◆ Document excerpt
# # #
Credit default swaps, of course, do just that and
presumably in the process embody all relevant market
prices of the financial instruments issued by
potential borrowers.
Price trends of default swaps have
been particularly sensitive to concerns about
corporate governance in recent months. The perceived
risk of default of both financial and nonfinancial
firms has risen markedly in the wake of
company-threatening scandals, though levels remain
moderate for most.
* * *
Derivatives, by construction, are
highly leveraged, a condition that is both a large
benefit and an Achilles' heel. The benefits of risk
dispersion are accomplished without holding massive
positions in the underlying financial instruments.
Yet, too often in our financially checkered past, the
access to such leverage has induced speculative
excesses that have led to financial grief. We are
scarcely likely to reform the underlying human traits
that lead to excess, but we do need to buttress our
risk-management capabilities as best we can to delimit
such detours from the path of balanced growth.
More fundamentally, we should
recognize that if we choose to enjoy the advantages of
a system of leveraged financial intermediaries, the
burden of managing risk in the financial system will
not lie with the private sector alone. Leveraging
always carries with it the remote possibility of a
chain reaction, a cascading sequence of defaults that
will culminate in financial implosion if it proceeds
unchecked. Only a central bank, with its unlimited
power to create money, can with a high probability
thwart such a process before it becomes destructive.
Hence, central banks have, of necessity, been drawn
into becoming lenders of last resort.
But implicit in such a role is the
assumption that the burden of risk arising from
extreme outcomes will in some way be allocated between
the public and private sectors. Thus, central banks
are led to provide what essentially amounts to
catastrophic financial insurance coverage. Such a
public subsidy should be reserved for only the rarest
of occasions. If the owners or managers of private
financial institutions were to anticipate being
propped up frequently by government support, it would
only encourage reckless and irresponsible practices.
# # #
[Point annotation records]
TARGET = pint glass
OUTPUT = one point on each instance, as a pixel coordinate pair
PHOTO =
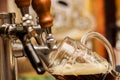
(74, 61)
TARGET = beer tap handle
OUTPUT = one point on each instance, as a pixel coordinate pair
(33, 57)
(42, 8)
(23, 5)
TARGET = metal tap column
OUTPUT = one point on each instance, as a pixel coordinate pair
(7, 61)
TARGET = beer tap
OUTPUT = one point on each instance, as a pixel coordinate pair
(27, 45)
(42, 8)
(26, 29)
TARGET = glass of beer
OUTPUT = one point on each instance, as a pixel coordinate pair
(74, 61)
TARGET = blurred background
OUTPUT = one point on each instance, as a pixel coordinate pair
# # #
◆ What is asked
- a) Answer the following questions using the excerpt on derivatives and central banking:
(i) According to the excerpt, to what have price trends of default swaps been particularly sensitive in recent months?
(ii) What two things does the excerpt call the highly leveraged condition of derivatives?
(iii) What power of a central bank does the excerpt mention?
- b) Resume the excerpt on derivatives and central banking, picking up directly after its final sentence and keeping its formal style.

◆ Per-task answers
- a)
(i) Concerns about corporate governance.
(ii) Both a large benefit and an Achilles' heel.
(iii) Its unlimited power to create money.

- b)
In theory, the allocation of
responsibility for risk bearing between the private
sector and the central bank depends upon the private
cost of capital. To attract capital, or at least
retain it, a private financial institution must earn
at minimum the overall economy's rate of return,
adjusted for risk. In competitive financial markets,
the greater the leverage, the higher must be the rate
of return on the invested capital before
adjustment for risk.
If private financial institutions
have to absorb all financial risk, then the degree to
which they can leverage will be limited, the financial
sector smaller, and its contribution to the economy
more limited. On the other hand, if central banks
effectively insulate private institutions from the
largest potential losses, however incurred, increased
laxity could threaten a major drain on taxpayers,
excess creation of money by the central bank, or both.
In the end, we would be faced with a severe
misallocation of real capital. In practice, the policy
choice of how much, if any, extreme market risk should
be absorbed by government authorities is complex. Yet
central bankers make this decision every day, either
explicitly, or implicitly through inadvertence.
Moreover, we can never know for sure whether the
decisions we make are appropriate. The question is not
whether our actions are seen to have been necessary in
retrospect; the absence of a fire does not mean that
we should not have paid for fire insurance. Rather,
the question is whether, ex ante, the probability of a
systemic collapse was sufficient to warrant
intervention. Often, we cannot wait to see whether, in
hindsight, the problem will be judged to have been an
isolated event and largely benign.
Thus, governments, including central
banks, must balance the responsibilities they have
been given related to their banking and financial
systems. We have the responsibility to prevent major
financial market disruptions through development and
enforcement of prudent regulatory standards and, if
necessary in rare circumstances, through direct
intervention in market events. But we also have the
responsibility to ensure that the regulatory framework
permits private-sector institutions to take prudent
and appropriate risks, even though such risks will
sometimes result in unanticipated bank losses or even
bank failures.
The inevitable rise in potential
systemic risks as the international financial system
inexorably expands can be contained by improvements in
effective risk management in the private sector,
improvements in domestic bank supervision and
regulation, continued cooperation among financial
authorities, and, should it be necessary, by central
banks acting as lenders of last resort. In the past
two decades, bank supervisors in developed countries
have worked together, through the Basel Committee on
Banking Supervision, to improve bank supervision and
regulation. This effort is ongoing and places priority
on encouraging banks to further improve their
risk-management systems. Similar efforts toward shared
objectives among individual central banks should also
improve protection against systemic risk on an
international level.
Endeavors to synchronize individual
countries' regulatory systems are far more than a
technical exercise. Differences are more cultural than
economic. They largely reflect differing conventions
of business behavior, especially attitudes toward
competition.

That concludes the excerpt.